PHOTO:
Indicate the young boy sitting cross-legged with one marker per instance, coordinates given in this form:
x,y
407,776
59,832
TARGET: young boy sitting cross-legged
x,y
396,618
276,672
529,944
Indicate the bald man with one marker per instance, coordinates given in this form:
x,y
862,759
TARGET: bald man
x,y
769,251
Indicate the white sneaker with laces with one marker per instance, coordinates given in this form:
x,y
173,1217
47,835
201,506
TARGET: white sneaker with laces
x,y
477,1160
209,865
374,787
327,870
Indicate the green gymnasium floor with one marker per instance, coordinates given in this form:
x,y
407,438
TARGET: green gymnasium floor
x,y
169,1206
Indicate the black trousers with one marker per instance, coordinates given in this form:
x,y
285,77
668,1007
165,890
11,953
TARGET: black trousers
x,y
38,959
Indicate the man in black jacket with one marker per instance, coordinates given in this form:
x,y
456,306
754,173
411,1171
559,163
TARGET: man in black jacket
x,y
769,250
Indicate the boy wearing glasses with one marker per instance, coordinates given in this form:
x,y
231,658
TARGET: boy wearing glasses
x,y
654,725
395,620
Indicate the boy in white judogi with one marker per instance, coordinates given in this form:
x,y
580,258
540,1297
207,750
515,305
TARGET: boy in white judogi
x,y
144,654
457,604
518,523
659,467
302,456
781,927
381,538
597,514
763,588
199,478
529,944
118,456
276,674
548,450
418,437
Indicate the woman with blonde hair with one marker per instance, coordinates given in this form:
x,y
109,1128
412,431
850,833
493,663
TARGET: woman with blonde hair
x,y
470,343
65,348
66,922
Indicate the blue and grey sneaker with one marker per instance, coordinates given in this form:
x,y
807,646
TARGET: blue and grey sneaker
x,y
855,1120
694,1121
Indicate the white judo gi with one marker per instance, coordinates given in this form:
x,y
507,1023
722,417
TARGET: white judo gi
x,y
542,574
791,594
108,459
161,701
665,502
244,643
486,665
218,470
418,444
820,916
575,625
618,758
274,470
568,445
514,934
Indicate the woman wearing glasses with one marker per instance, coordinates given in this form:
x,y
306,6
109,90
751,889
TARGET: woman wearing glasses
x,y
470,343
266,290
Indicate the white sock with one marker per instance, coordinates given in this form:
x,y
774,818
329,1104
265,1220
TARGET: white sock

What you are asked to do
Give the listing again, word for word.

Reply to the exercise
PHOTO:
Indicate the young boy sitting cross-legged with one marker per instance, coordinates given in this form:
x,y
407,776
59,832
TARGET: young boy sitting cross-legged
x,y
396,618
276,672
529,944
Indicate the bald man with one marker per instance, coordinates given in this form:
x,y
862,759
TARGET: bald man
x,y
769,251
Indicate the white sneaker with laces with one marker per instance, coordinates given in this form:
x,y
173,1217
47,835
201,506
TARGET: white sneaker with laces
x,y
477,1160
209,865
374,787
327,870
Indicate the green gymnasium floor with one marker per instance, coordinates given in this form:
x,y
407,438
TARGET: green gymnasium floor
x,y
169,1206
Indicate the black trousers with one marker per instance, coordinates given in this form:
x,y
285,77
668,1007
165,890
11,953
TARGET: black trousers
x,y
38,959
Indicate the man in black jacket with one marker per instance, coordinates given in this form:
x,y
456,306
754,173
411,1171
559,163
TARGET: man in black jacket
x,y
769,250
Indicate the boy wearing glasses with one marker per instance, coordinates given in this form:
x,y
231,658
TARGET: boy wearing glasses
x,y
654,725
395,620
Indicate the boy in white judogi with one marker per instance, coordinates given in this form:
x,y
580,258
540,1297
207,750
515,305
TARGET: boy in white judogi
x,y
144,654
457,604
518,523
659,467
302,456
781,927
381,538
597,514
763,588
199,478
529,944
118,456
276,674
548,450
418,437
Indicate the woman with blonde hair with one marker per instance, coordinates given in this form:
x,y
109,1128
412,431
850,833
493,663
TARGET: woman with blonde hair
x,y
470,343
65,348
66,922
Indicate the blue and grey sneaker with one marker per instance, coordinates given in this form:
x,y
807,646
TARGET: blue and grey sneaker
x,y
855,1120
694,1121
Indicate the white judo gi with one marker per instance, coordinates given in this form:
x,y
507,1023
722,417
TARGET: white judo gi
x,y
542,574
791,594
108,459
161,701
665,502
244,643
486,665
218,470
418,444
820,916
575,625
618,758
274,470
568,445
514,934
Indicate the woman wearing glasses with one marker per instance, coordinates given in this form:
x,y
306,6
109,90
751,889
TARGET: woman wearing glasses
x,y
470,343
266,290
Indicate the white sock with one marker per instance, coordinates given in this form:
x,y
774,818
329,1104
265,1220
TARGET: white sock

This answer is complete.